Datatype Property: disco:caseQuantity (Domain:disco:DataFile -> Range: xsd:nonNegativeInteger ): case quantity of a DataFile.
Datatype Property: disco:variableQuantity (Domain:disco:DataFile -> Range: xsd:nonNegativeInteger ): This property can be used when (1) no variable level information is available and when (2) only a stub of the RDF is requested e.g when returning basic information on a study of file, no information on potentially hundreds or thousands of variables references or metadata has to be returned.
Class: disco:DescriptiveStatistics: SummaryStatistics pointing to variables and CategoryStatistics pointing to categories and codes are both DescriptiveStatistics. Summary statistics are used to summarize a set of observations, in order to communicate the largest amount of information as simply as possible. A category statistic or frequency is the value of a statistic associated with a category value (even it can be applied to numeric values of metric variables). A frequency is the number of times a data value occurs. There are frequency counts (absolute) and percentages (relative) of the values of individual variables. See also the Wikipedia entry on frequency in statistics.
Object Property: disco:statisticsDataFile (Domain:disco:DescriptiveStatistics -> Range: disco:DataFile ): Indicates the DataFile of a specific DesciptiveStatistics individual.
Class: disco:SummaryStatistics Sub Class of: disco:DescriptiveStatistics: For SummaryStatistics, maximum values, minimum values, and standard deviations can be defined.
Object Property: disco:statisticsVariable (Domain:disco:SummaryStatistics -> Range: disco:Variable ): Indicates the Variable of a specific SummaryStatistics individual.
Object Property: disco:summaryStatisticsType (Domain:disco:SummaryStatistics -> Range: skos:Concept ): summary statistics type
Object Property: disco:weightedBy (Domain:disco:SummaryStatistics -> Range: disco:Variable ): Defines the weight variable of a category or summary statistic computation respectively value. It can also be used to indicate if a weight variable is used but the related variable is not known. weightedBy may be assigned to a category statistic value or to a summary statistic value.

_DATA SHOWN_
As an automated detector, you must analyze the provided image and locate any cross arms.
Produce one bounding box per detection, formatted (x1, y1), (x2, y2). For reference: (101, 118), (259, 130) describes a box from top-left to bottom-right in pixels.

_PROBLEMS TO SOLVE_
1 > Copy the stretch of the DISCO vocabulary excerpt from "Class: disco:SummaryStatistics Sub" through "can be defined.".
2 > According to the DISCO vocabulary excerpt, what can be defined for SummaryStatistics?
3 > Extend the DISCO vocabulary excerpt with the entries that come after its last one.
The data come from a separate source.

_OUTPUTS BY TASK_
1 >
Class: disco:SummaryStatistics Sub Class of: disco:DescriptiveStatistics: For SummaryStatistics, maximum values, minimum values, and standard deviations can be defined.

2 > Maximum values, minimum values, and standard deviations.

3 >
Class: disco:CategoryStatistics Sub Class of: disco:DescriptiveStatistics: For CategoryStatistics, frequencies, percentages, and weighted percentages can be defined.
Object Property: disco:statisticsCategory (Domain:disco:CategoryStatistics -> Range: skos:Concept ): Indicates the skos:Concept (representing codes and categories) of a specific CategoryStatistics individual.
Object Property: disco:weightedBy (Domain:disco:CategoryStatistics -> Range: disco:Variable ): Defines the weight variable of a category or summary statistic computation respectively value. It can also be used to indicate if a weight variable is used but the related variable is not known. weightedBy may be assigned to a category statistic value or to a summary statistic value.
Datatype Property: disco:frequency (Domain:disco:CategoryStatistics -> Range: xsd:nonNegativeInteger ): frequency
Datatype Property: disco:percentage (Domain:disco:CategoryStatistics -> Range: xsd:decimal ): percentage
Datatype Property: disco:computationBase (Domain:disco:CategoryStatistics -> Range: rdf:langString ): computation base
Datatype Property: disco:cumulativePercentage (Domain:disco:CategoryStatistics -> Range: xsd:decimal ): cumulative percentage

3. Variables, Variable Definitions, Representations, and Concepts

Class: disco:Representation: The Representation of a variable is the combination of a value domain, datatype, and, if necessary, a unit of measure or a character set. Representation is one of a set of values to which a numerical measure or a category from a classification can be assigned (e.g. income, age, and sex: male coded as 1).
Class: disco:RepresentedVariable: RepresentedVariables encompasse study-independent, re-usable parts of variables like occupation classification. The Representation of a variable is the combination of a value domain, datatype, and, if necessary, a unit of measure or a character set. Representation is one of a set of values to which a numerical measure or a category from a classification can be assigned (e.g. income, age, and sex: male coded as 1).
Class: disco:Variable: Variables provide a definition of the column in a rectangular data file. Variable is a characteristic of a unit being observed. A variable might be the answer of a question, have an administrative source, or be derived from other variables.
Object Property: disco:basedOn (Domain:disco:Variable -> Range: disco:RepresentedVariable ): points to the RepresentedVariable the Variable is based on.

4. Data Collection

Class: disco:Question: A Question is designed to get information upon a subject, or sequence of subjects, from a respondent.
Object Property: disco:responseDomain (Domain:disco:Question -> Range: disco:Representation ): The response domain of questions.
Datatype Property: disco:questionText (Domain:disco:Question -> Range: rdf:langString ): question text
Class: disco:Instrument: The data for the study are collected by an Instrument. The purpose of an Instrument, i.e. an interview, a questionnaire or another entity used as a means of data collection, is in the case of a survey to record the flow of a questionnaire, its use of questions, and additional component parts. A questionnaire contains a flow of questions.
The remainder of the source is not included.